◆ **PASSAGE TO READ**
What is the chance of us getting a prime time night game at U of M? There is a ton of exposure goes on with night games and the athletic department can't just sit and watch other schools take away that exposure. Now that Rich Rod is here is it more of a possibility?
I would assume that it's more of a possibility with Rodriguez around, as WVU was willing to play on a Tuesday at 3 AM if it got them on TV, but probably not a strong one. Rodriguez can change some things by fiat; this is not one of them. For evidence of this check the Michigan stadium renovation plans, which do not include lights.

The opposition to night games is an institutional and cultural one that won't go away overnight. The administration doesn't like the idea of a night game because
  • Old people would fall asleep in the third quarter and maybe die from cold
  • Young people would pass out in the third quarter and maybe die from drink, and
  • Middle-aged people would get cranky about driving back to Chicago.
I wouldn't mind a night game or two, personally, but I understand the admin's reluctance. It's not like Michigan is suffering for television exposure.

One idea I think might work: pick a Big Ten opponent and play one night game every other when that opponent comes to town. That would provide said game with extra cachet and maybe amp up the stadium experience for that particular contest. Ideally, the team should be consistently good and not have any extant tradition or rivalry. This rules out Michigan State, Ohio State, Minnesota, Northwestern, and Indiana. Purdue... meh. Illinois must never get the impression that we care about them in any way whatsoever, so they're out. Candidates, then: Iowa, Penn State, and Wisconsin.

◆ **ROWS**
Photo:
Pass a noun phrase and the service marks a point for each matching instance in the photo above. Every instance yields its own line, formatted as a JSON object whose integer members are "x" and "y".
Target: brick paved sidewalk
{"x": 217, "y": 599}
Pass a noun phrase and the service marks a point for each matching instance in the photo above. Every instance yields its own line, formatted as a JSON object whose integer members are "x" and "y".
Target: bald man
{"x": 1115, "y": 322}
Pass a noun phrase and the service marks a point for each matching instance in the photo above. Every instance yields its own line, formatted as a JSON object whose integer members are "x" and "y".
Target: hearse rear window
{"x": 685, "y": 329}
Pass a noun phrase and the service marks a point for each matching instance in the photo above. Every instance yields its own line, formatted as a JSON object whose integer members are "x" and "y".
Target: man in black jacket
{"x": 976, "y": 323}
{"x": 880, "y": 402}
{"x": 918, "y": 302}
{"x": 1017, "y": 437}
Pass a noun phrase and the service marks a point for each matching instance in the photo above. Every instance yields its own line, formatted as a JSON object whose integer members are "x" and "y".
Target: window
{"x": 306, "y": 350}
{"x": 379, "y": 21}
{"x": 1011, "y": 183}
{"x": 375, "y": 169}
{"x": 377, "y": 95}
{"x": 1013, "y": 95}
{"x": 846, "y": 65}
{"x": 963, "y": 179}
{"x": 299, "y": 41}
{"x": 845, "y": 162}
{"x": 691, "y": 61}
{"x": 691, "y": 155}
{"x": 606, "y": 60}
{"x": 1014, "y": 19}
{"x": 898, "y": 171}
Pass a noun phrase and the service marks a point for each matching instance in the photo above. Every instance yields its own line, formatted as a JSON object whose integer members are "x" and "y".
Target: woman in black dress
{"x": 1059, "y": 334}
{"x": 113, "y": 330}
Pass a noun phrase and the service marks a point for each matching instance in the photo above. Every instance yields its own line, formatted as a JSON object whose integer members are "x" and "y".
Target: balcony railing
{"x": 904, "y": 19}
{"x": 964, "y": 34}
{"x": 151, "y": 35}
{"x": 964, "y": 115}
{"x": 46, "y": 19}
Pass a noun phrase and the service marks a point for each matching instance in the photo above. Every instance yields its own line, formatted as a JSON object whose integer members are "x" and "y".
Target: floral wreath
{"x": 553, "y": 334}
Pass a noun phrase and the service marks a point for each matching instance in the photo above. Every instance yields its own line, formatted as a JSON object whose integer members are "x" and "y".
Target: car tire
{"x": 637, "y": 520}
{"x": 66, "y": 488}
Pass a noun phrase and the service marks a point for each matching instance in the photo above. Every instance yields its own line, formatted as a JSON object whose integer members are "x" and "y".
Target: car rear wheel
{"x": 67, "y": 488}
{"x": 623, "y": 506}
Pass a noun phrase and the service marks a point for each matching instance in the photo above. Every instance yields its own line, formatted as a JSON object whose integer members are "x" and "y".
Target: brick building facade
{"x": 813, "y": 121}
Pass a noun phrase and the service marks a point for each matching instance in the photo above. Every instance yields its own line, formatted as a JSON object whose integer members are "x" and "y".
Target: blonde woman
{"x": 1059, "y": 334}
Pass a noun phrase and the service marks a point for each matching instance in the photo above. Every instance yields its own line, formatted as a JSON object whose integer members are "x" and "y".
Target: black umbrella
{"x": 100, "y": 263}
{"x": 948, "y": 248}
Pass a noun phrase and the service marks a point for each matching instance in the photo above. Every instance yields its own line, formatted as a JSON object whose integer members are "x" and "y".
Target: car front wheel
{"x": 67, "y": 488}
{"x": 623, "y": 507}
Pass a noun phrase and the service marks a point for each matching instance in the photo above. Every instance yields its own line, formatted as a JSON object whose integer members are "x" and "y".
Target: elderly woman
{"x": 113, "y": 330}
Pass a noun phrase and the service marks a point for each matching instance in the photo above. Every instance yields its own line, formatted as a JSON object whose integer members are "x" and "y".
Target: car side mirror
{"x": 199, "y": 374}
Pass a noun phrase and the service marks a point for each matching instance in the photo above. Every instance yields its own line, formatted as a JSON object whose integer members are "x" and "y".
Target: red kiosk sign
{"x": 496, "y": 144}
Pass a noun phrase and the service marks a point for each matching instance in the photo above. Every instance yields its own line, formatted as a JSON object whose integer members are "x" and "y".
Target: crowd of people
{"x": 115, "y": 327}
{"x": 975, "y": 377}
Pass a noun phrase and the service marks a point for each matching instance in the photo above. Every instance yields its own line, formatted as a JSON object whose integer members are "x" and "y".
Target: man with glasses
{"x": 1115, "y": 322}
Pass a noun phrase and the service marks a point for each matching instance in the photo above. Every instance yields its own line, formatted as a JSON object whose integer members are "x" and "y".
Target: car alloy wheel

◆ **TASK REQUIREMENTS**
1/ Do these statements agree with the post about night games at Michigan? Answer yes or no for each and quote the words of the post that decide it.
(a) The Michigan stadium renovation plans include lights.
(b) The writer would not mind a night game or two.
(c) Illinois is among the candidate opponents for a night game.
2/ Which lines of the records contain the word "woman"? Collect every such line, treating uppercase and lowercase as different.

◆ **WORKED SOLUTIONS**
1/
(a) No: "check the Michigan stadium renovation plans, which do not include lights."
(b) Yes: "I wouldn't mind a night game or two, personally"
(c) No: "Illinois must never get the impression that we care about them in any way whatsoever, so they're out."

2/
Target: woman in black dress
Target: blonde woman
Target: elderly woman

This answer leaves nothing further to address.